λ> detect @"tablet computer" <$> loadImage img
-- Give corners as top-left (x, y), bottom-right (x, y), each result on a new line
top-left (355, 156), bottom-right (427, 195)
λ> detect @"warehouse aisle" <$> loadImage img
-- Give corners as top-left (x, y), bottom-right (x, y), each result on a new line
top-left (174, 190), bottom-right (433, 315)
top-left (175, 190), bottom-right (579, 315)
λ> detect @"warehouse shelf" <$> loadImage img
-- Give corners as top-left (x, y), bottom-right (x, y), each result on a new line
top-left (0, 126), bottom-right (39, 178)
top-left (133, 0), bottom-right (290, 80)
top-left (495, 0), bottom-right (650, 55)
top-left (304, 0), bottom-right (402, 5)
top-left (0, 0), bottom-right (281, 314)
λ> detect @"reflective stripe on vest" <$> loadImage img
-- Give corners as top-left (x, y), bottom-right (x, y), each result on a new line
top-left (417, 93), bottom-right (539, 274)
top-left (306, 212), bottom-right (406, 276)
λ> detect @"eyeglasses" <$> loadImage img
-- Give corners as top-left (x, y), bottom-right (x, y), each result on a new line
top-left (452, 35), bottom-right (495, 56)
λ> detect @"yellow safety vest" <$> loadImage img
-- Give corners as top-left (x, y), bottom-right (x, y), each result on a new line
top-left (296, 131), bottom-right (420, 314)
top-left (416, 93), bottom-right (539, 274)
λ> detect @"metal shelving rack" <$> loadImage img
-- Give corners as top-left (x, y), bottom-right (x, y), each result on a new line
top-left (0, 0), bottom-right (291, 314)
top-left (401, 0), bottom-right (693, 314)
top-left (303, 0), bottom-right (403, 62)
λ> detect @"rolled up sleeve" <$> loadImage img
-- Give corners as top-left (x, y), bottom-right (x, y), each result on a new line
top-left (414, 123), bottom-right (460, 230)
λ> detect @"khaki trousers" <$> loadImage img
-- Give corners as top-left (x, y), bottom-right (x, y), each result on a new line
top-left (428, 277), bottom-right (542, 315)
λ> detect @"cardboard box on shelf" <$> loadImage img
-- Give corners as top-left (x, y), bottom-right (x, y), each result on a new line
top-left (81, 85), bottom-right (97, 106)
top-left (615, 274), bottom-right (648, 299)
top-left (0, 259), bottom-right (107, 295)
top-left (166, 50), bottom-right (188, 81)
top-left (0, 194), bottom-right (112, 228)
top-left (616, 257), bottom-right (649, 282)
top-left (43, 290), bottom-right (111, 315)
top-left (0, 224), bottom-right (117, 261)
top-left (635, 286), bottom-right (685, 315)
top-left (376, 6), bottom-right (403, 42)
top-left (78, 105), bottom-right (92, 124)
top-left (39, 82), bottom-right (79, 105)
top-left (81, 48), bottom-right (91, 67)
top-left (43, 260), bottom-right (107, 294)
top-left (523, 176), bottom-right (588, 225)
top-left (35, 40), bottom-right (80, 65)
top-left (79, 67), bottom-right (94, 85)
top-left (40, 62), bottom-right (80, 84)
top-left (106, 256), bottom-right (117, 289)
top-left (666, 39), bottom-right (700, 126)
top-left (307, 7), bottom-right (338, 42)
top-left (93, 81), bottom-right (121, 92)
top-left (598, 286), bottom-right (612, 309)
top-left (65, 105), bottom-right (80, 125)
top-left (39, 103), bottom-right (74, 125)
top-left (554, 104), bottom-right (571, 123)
------------------------------------
TASK TO CARRY OUT =
This exercise calls for every record above to be written out again exactly.

EXERCISE OUTPUT =
λ> detect @"tablet computer" <$> loadImage img
-- Give corners as top-left (x, y), bottom-right (x, y), each result on a new line
top-left (355, 156), bottom-right (427, 195)
λ> detect @"warehouse aisle" <$> loadImage img
-- Give corners as top-left (x, y), bottom-right (x, y), each result on a new line
top-left (174, 190), bottom-right (433, 315)
top-left (175, 190), bottom-right (579, 315)
λ> detect @"warehouse shelf" <$> loadImage img
-- Give corners as top-left (x, y), bottom-right (x, y), each result on a new line
top-left (0, 126), bottom-right (39, 178)
top-left (133, 0), bottom-right (290, 80)
top-left (495, 0), bottom-right (650, 55)
top-left (304, 0), bottom-right (402, 5)
top-left (0, 0), bottom-right (281, 314)
λ> detect @"reflective stripe on vest" <$> loadImage img
-- Give corners as top-left (x, y), bottom-right (x, y), each result on a new line
top-left (417, 93), bottom-right (539, 274)
top-left (306, 212), bottom-right (406, 276)
λ> detect @"eyeglasses" <$> loadImage img
-- Give corners as top-left (x, y), bottom-right (x, y), each result on a new line
top-left (452, 35), bottom-right (495, 56)
λ> detect @"yellow safety vest" <$> loadImage img
-- Give corners as top-left (x, y), bottom-right (x, y), each result on a new line
top-left (296, 131), bottom-right (420, 314)
top-left (416, 93), bottom-right (539, 274)
λ> detect @"metal shelving rack" <$> loadImage img
-- Give corners as top-left (x, y), bottom-right (x, y), each result on a new line
top-left (0, 0), bottom-right (291, 314)
top-left (401, 0), bottom-right (693, 314)
top-left (303, 0), bottom-right (403, 62)
λ> detect @"rolled up sleeve" <$> loadImage img
-- Give corners as top-left (x, y), bottom-right (x, y), each result on a new line
top-left (414, 123), bottom-right (460, 230)
λ> detect @"khaki trousers" <$> loadImage img
-- Give corners as top-left (x, y), bottom-right (x, y), each result on a new line
top-left (428, 277), bottom-right (542, 315)
λ> detect @"cardboard box on shelf" <$> loadImage img
-- Give corners as top-left (x, y), bottom-right (x, y), each result on a new line
top-left (81, 85), bottom-right (97, 106)
top-left (615, 274), bottom-right (648, 299)
top-left (0, 259), bottom-right (107, 295)
top-left (166, 50), bottom-right (188, 81)
top-left (0, 194), bottom-right (112, 228)
top-left (616, 257), bottom-right (649, 282)
top-left (43, 290), bottom-right (111, 315)
top-left (0, 224), bottom-right (117, 261)
top-left (635, 286), bottom-right (685, 315)
top-left (376, 6), bottom-right (403, 42)
top-left (78, 105), bottom-right (92, 124)
top-left (39, 82), bottom-right (79, 105)
top-left (81, 48), bottom-right (91, 67)
top-left (43, 260), bottom-right (107, 294)
top-left (523, 176), bottom-right (588, 225)
top-left (35, 40), bottom-right (80, 65)
top-left (79, 67), bottom-right (94, 85)
top-left (40, 62), bottom-right (80, 84)
top-left (106, 256), bottom-right (117, 289)
top-left (666, 39), bottom-right (700, 126)
top-left (307, 7), bottom-right (338, 42)
top-left (93, 81), bottom-right (121, 92)
top-left (598, 286), bottom-right (612, 309)
top-left (65, 105), bottom-right (80, 125)
top-left (39, 103), bottom-right (74, 125)
top-left (554, 104), bottom-right (571, 123)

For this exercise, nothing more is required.